# [Records supplied]
^^^^

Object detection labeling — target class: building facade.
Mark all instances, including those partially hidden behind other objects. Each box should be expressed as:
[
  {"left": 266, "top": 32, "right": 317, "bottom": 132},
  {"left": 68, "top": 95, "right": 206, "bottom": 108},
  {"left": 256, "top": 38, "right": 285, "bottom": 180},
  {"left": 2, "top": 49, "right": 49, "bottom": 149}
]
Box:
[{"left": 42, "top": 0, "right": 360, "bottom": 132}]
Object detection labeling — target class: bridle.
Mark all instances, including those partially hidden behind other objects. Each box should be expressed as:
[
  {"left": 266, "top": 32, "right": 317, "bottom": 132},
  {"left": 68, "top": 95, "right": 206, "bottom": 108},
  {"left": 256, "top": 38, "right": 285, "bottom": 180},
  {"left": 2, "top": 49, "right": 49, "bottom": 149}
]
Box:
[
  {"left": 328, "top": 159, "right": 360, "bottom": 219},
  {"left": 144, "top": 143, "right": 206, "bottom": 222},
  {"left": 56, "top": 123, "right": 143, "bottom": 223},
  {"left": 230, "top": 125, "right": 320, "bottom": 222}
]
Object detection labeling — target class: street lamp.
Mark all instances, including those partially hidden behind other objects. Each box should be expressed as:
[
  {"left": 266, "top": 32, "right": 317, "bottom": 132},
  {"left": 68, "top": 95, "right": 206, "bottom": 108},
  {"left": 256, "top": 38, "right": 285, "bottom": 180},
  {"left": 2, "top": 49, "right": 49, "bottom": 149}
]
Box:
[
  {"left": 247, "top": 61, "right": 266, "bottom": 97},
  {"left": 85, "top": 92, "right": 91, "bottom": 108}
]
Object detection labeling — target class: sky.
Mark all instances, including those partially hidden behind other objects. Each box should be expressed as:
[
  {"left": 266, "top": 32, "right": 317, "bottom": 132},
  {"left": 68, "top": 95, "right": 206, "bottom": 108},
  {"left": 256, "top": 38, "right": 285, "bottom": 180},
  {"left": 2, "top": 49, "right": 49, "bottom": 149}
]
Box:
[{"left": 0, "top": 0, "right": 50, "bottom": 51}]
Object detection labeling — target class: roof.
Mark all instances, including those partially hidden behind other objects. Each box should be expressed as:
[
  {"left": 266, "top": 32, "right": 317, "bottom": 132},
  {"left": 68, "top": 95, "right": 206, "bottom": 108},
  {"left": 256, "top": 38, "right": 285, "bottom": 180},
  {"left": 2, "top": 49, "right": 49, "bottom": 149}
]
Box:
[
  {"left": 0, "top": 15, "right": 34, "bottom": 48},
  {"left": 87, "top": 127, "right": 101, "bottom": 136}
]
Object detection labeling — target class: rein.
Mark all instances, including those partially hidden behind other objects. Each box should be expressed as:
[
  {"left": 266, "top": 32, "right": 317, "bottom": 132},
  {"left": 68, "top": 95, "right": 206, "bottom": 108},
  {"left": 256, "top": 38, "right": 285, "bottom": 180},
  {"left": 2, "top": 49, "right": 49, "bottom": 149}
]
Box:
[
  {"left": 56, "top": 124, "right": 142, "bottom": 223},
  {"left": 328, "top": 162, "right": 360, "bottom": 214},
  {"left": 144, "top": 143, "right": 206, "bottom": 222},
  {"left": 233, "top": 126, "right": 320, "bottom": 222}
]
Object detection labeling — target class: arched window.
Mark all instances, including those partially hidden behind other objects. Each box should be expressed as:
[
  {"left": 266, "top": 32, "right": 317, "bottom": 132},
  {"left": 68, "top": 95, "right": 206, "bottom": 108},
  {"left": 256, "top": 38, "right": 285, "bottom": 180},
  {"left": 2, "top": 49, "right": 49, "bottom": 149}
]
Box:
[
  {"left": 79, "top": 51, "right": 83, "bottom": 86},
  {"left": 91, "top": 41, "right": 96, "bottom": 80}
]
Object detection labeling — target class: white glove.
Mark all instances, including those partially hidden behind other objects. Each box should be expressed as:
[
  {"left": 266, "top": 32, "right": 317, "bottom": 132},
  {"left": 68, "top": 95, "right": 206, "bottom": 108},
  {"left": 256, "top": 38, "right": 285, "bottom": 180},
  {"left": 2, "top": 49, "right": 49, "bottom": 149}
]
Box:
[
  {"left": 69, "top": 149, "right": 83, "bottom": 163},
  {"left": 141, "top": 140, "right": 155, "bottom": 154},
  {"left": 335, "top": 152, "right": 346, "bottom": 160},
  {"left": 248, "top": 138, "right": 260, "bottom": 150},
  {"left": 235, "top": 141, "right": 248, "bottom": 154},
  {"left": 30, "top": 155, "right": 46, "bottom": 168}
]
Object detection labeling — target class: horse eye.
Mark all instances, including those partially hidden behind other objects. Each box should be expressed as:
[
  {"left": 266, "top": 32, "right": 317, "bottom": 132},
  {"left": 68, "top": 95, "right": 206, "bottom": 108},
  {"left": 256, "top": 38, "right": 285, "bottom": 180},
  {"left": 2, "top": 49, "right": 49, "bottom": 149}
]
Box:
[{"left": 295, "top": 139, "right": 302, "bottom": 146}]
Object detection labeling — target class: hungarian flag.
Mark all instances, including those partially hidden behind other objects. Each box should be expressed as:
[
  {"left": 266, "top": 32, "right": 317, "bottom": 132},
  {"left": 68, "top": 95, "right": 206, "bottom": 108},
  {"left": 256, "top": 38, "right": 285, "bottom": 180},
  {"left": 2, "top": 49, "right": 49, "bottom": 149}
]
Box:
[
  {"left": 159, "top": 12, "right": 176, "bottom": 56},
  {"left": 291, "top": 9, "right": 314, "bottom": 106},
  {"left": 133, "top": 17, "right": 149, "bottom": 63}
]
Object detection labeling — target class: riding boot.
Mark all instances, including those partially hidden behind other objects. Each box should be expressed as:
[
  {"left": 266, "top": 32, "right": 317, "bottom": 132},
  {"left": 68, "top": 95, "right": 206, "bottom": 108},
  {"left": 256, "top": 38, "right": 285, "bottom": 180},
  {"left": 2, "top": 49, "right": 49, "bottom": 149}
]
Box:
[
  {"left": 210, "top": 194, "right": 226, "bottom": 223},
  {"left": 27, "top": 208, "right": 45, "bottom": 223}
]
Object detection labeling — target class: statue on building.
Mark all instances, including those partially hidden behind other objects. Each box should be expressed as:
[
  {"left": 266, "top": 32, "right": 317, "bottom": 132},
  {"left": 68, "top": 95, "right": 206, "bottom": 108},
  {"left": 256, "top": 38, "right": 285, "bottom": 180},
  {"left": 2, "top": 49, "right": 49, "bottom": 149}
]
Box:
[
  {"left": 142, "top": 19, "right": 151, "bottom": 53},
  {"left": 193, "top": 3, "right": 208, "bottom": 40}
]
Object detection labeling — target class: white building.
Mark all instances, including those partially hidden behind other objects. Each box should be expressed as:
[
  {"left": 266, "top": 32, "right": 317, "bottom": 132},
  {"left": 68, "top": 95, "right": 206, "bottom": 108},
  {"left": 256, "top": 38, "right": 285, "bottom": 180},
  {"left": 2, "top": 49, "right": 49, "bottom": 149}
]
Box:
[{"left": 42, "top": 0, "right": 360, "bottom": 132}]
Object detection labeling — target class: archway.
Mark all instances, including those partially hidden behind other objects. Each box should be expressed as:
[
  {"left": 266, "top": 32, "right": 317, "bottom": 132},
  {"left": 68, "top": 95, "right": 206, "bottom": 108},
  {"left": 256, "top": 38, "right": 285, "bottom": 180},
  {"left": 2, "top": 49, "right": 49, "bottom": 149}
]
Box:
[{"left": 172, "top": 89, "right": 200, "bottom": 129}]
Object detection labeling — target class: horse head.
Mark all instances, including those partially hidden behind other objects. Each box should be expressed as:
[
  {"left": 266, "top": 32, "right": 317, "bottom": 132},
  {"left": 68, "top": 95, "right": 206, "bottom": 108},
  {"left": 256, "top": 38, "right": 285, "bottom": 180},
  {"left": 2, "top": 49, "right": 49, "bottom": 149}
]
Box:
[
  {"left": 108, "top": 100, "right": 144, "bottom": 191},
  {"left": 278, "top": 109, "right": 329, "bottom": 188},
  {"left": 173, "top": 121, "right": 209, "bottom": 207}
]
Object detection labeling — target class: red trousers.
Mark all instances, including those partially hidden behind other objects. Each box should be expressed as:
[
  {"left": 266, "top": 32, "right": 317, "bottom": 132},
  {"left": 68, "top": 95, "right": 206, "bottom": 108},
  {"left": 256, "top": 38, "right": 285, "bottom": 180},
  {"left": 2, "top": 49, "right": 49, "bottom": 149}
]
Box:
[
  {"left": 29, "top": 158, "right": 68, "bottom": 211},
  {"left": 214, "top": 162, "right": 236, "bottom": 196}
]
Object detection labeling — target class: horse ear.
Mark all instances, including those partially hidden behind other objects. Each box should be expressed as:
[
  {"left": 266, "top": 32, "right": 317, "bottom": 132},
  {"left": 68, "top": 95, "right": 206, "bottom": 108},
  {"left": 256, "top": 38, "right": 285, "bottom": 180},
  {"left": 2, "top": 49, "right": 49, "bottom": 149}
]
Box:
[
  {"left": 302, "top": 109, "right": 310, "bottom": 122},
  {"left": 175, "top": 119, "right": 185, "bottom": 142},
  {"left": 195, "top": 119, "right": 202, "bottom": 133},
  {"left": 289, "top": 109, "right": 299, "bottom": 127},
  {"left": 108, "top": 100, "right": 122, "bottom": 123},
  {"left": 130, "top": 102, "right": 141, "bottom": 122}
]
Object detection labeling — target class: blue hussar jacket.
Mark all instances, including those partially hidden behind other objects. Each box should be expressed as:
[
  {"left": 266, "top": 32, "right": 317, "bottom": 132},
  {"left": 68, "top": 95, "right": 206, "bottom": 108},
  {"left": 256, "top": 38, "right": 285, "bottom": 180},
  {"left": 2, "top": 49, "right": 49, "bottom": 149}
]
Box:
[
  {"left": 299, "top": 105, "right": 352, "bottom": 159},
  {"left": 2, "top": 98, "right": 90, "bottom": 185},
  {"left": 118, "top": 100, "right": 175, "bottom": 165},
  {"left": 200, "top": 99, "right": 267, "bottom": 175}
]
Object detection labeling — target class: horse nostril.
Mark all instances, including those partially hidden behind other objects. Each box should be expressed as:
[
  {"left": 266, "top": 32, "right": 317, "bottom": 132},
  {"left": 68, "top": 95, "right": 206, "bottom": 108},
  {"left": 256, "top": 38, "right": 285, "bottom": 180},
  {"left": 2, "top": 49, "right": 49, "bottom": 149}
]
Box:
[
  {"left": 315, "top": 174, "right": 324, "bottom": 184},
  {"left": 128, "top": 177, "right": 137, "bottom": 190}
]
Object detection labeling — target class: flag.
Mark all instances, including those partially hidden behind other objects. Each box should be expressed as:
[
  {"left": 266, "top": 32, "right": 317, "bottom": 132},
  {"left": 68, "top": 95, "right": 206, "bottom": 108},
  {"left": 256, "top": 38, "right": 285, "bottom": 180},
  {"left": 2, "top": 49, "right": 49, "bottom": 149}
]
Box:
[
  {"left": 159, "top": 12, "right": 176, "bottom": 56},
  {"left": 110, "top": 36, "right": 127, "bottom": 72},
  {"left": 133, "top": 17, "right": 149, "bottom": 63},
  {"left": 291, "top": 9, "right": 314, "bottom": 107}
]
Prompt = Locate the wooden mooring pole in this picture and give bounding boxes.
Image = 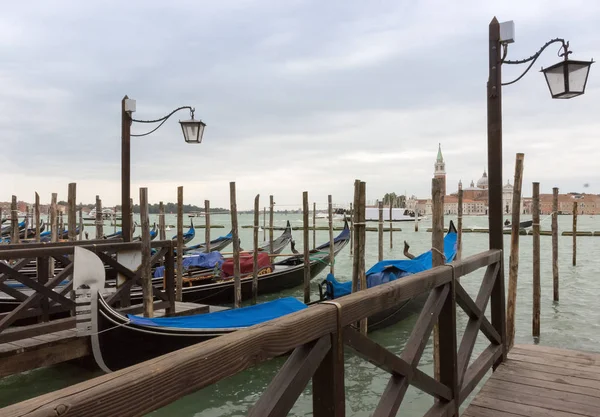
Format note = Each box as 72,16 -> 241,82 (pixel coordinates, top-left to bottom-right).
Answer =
67,182 -> 77,242
506,153 -> 525,350
304,191 -> 310,304
327,194 -> 335,274
10,195 -> 19,244
269,195 -> 274,253
204,200 -> 210,253
377,201 -> 384,262
389,201 -> 394,249
252,194 -> 260,305
573,201 -> 577,266
456,183 -> 463,260
35,192 -> 42,242
531,182 -> 541,338
140,188 -> 154,317
552,187 -> 559,301
229,181 -> 242,308
96,195 -> 104,239
431,178 -> 445,381
350,203 -> 356,256
313,202 -> 318,250
176,186 -> 183,301
158,201 -> 167,240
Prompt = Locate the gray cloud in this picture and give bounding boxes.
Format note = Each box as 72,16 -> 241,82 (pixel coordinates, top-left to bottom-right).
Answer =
0,0 -> 600,208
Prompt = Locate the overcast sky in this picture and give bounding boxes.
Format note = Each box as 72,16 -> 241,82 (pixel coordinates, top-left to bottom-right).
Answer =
0,0 -> 600,208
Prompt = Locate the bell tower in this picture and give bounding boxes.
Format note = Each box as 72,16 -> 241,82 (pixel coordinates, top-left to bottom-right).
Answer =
433,143 -> 446,196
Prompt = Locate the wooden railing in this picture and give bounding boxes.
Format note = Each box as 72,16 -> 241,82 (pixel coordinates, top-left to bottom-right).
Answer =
0,240 -> 175,343
0,250 -> 505,417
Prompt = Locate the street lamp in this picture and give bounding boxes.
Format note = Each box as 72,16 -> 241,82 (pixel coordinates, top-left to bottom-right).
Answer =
487,17 -> 594,249
121,96 -> 206,242
487,17 -> 592,365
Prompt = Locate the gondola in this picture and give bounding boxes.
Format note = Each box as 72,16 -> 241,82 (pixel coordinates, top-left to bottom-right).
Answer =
145,222 -> 350,304
319,221 -> 457,330
183,232 -> 233,253
171,220 -> 196,245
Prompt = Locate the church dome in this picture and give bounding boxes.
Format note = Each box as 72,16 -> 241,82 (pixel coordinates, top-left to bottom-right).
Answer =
477,171 -> 488,189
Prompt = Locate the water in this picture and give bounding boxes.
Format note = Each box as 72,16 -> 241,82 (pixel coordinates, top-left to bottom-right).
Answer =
0,214 -> 600,417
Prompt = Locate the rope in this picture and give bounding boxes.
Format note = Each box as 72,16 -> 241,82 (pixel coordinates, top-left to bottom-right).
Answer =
431,247 -> 446,261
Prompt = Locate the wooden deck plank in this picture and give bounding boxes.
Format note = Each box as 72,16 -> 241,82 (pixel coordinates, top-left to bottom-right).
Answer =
463,345 -> 600,417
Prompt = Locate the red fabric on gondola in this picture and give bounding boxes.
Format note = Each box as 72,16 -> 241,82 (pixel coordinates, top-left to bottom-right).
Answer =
221,252 -> 273,277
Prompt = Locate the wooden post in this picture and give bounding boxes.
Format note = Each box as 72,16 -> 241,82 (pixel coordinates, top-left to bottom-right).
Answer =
532,182 -> 541,337
431,178 -> 446,381
350,180 -> 360,292
158,201 -> 167,240
304,191 -> 310,304
377,201 -> 383,262
96,195 -> 104,239
355,181 -> 368,336
313,202 -> 318,250
67,182 -> 77,242
415,207 -> 419,232
50,193 -> 58,242
269,195 -> 274,253
229,182 -> 242,308
252,194 -> 260,305
263,207 -> 267,242
140,188 -> 154,317
552,187 -> 559,301
456,184 -> 463,260
78,205 -> 83,240
35,192 -> 41,242
10,195 -> 19,244
350,203 -> 356,256
506,153 -> 525,350
175,186 -> 183,301
327,194 -> 335,274
129,198 -> 135,242
204,200 -> 210,253
486,18 -> 507,362
390,201 -> 394,249
573,201 -> 577,266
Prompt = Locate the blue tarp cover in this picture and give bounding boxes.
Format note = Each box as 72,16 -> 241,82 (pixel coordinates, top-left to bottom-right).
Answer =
326,226 -> 457,298
154,252 -> 224,278
127,297 -> 306,329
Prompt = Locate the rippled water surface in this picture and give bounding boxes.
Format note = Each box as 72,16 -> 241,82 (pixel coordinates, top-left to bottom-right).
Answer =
0,214 -> 600,417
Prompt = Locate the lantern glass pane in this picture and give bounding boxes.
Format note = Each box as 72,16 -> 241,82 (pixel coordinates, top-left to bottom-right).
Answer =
544,65 -> 565,96
569,63 -> 590,93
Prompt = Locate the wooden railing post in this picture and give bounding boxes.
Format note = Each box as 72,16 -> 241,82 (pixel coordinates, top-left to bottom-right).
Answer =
312,331 -> 346,417
165,241 -> 176,315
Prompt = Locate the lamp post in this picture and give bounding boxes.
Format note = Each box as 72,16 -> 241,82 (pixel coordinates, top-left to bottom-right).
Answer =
121,96 -> 206,242
487,17 -> 593,359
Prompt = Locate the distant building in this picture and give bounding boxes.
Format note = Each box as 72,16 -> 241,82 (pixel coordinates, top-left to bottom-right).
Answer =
433,143 -> 446,196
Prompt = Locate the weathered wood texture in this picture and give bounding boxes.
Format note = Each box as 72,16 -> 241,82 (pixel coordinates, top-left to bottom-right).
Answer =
96,195 -> 104,239
573,201 -> 577,266
462,345 -> 600,417
302,191 -> 310,303
204,200 -> 210,253
140,188 -> 154,317
531,182 -> 541,337
327,194 -> 335,274
252,194 -> 260,304
0,250 -> 502,417
456,183 -> 463,259
175,186 -> 183,301
67,182 -> 76,241
506,153 -> 525,350
229,182 -> 242,308
377,201 -> 383,262
552,187 -> 559,301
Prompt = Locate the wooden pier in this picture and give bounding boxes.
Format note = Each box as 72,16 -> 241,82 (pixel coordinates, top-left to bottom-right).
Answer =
462,345 -> 600,417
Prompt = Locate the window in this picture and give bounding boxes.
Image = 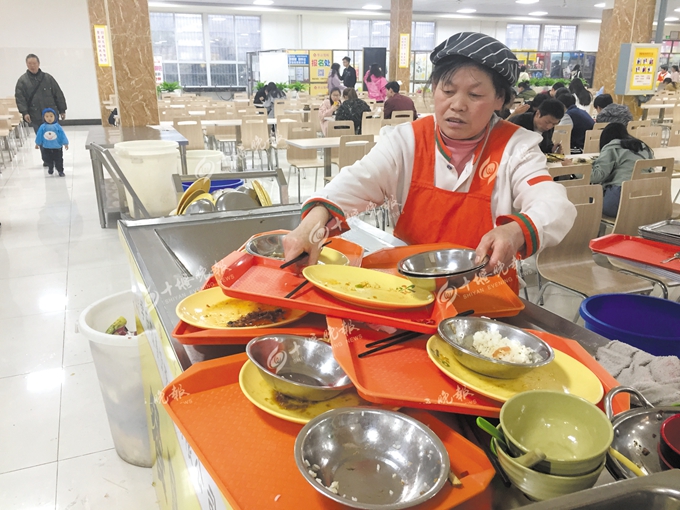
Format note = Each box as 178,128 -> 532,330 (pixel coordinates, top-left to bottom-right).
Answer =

^^^^

# [Direction]
Please list every line of the rows above that contains the word "water", counting only matches with the same capitalization.

# [Exercise output]
Prompt = Locate the water in this picture and give bounding boxes.
Prompt = Locate the rippled water surface in this picture and give bounding boxes.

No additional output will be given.